§ **Text section**
From: David Jander <david@protonic.nl>
To: "Theodore Ts'o" <tytso@mit.edu>
Cc: Dmitry Monakhov <dmonakhov@openvz.org>,
Matteo Croce <technoboy85@gmail.com>,
"Darrick J. Wong" <darrick.wong@oracle.com>,
linux-ext4@vger.kernel.org
Subject: Re: ext4: journal has aborted
Date: Fri, 4 Jul 2014 15:45:59 +0200 [thread overview]
Message-ID: <20140704154559.026331ec@archvile> (raw)
In-Reply-To: <20140704122022.GC10514@thunk.org>
Hi Ted, Dmitry,
On Fri, 4 Jul 2014 08:20:22 -0400
"Theodore Ts'o" <tytso@mit.edu> wrote:
> On Fri, Jul 04, 2014 at 01:28:02PM +0200, David Jander wrote:
> >
> > Here is the output I am getting... AFAICS no problems on the raw device. Is
> > this sufficient testing, Ted?
>
> I'm not sure what theory Dmitry was trying to pursue when he requested
> that you run the fio test. Dmitry?
>
>
> Please note that at this point there may be multiple causes with
> similar symptoms that are showing up. So just because one person
> reports one set of data points, such as someone claiming they've seen
> this without a power drop to the storage device, that therefore all of
> the problems were caused by flaky I/O to the device.

§ **Provided material**
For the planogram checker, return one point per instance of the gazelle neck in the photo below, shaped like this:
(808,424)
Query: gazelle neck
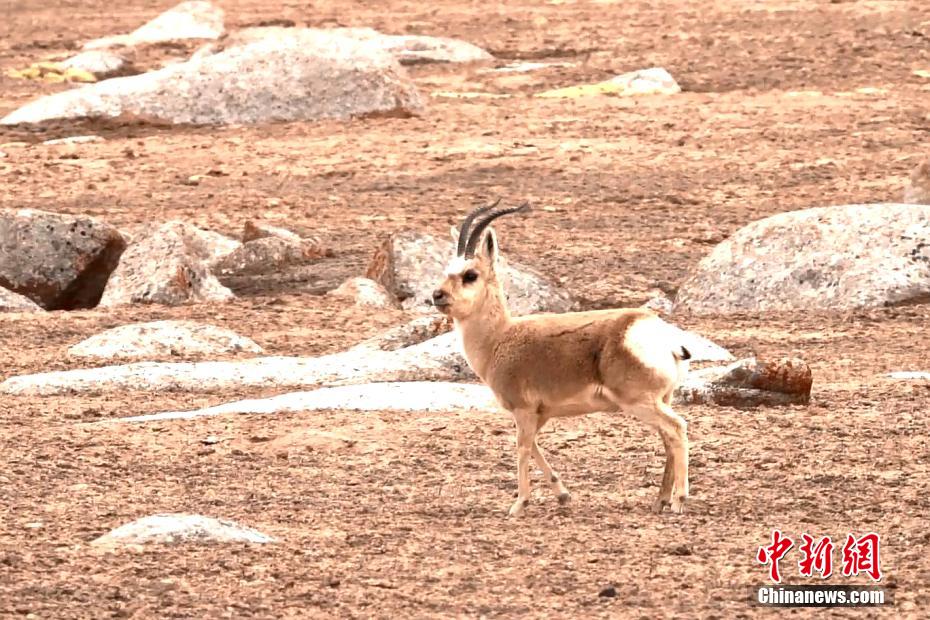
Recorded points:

§ **Tasks to perform**
(A) Can you sum up the email about the aborted ext4 journal in two sentences?
(B) Would you carry on the email about the aborted ext4 journal from the point where it stops?

§ **Expected outputs**
(A) David Jander replies to Theodore Ts'o and Dmitry in the thread "ext4: journal has aborted," quoting his earlier report of fio output that showed no problems on the raw device and his question of whether that was sufficient testing. Ts'o answers that he is not sure what theory Dmitry was pursuing in requesting the fio test, and he cautions that several causes with similar symptoms may be showing up, so one person's data points do not mean all of the problems came from flaky I/O to the device.

(B)
>
> Right now, there are multiple theories floating around --- and it may
> be that more than one of them are true (i.e., there may be multiple
> bugs here). Some of the possibilities, which again, may not be
> mutually exclusive:
>
> 1) Some kind of eMMC driver bug, which is possibly causing the CACHE
> FLUSH command not to be sent.
How can I investigate this? According to the fio tests I ran and the
explanation Dmitry gave, I conclude that incorrectly sending of CACHE-FLUSH
commands is the only thing left to be discarded on the eMMC driver front,
right?
> 2) Some kind of hardware problem involving flash translation layers
> not having durable transactions of their flash metadata across power
> failures.
That would be like blaming Micron (the eMMC part manufacturer) for faulty
firmware... could be, but how can we test this?
> 3) Some kind of ext4/jbd2 bug, recently introduced, where we are
> modifying some ext4 metadata (either the block allocation bitmap or
> block group summary statistics) outside of a valid transaction handle.
I think I have some more evidence to support this case:
Until previously, I did not run fsck EVER! I know that this is not a good idea
to do in a production environment, but I am only testing right now, and in
theory it should not be necessary, right?
What I did this time, was to run fsck.ext3 or fsck.ext4 (depending on FS
format of course) once every one or two power cycles.
So effectively, what I did amounts to this:
CASE 1: fsck on every power-cycle:
1.- Boot from clean filesystem
2.- Run the following command line:
$ cp -a /usr . & bonnie\+\+ -r 32 -u 100:100 & bonnie\+\+ -r 32 -u 102:102
3.- Hit CTRL+Z (to stop the second bonnie++ process)
4.- Execute "sync"
5.- While "sync" was running, cut off the power supply.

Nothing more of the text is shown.